PROBLEM TO SOLVE:
Your response must be the entire set of entries, reproduced word for word.

[Data excerpts]
════════

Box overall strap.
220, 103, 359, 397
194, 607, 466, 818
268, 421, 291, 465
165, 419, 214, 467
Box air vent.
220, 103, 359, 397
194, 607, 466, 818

════════

RESPONSE TO THE TASK:
Box overall strap.
220, 103, 359, 397
194, 607, 466, 818
268, 421, 291, 465
165, 419, 214, 467
Box air vent.
220, 103, 359, 397
194, 607, 466, 818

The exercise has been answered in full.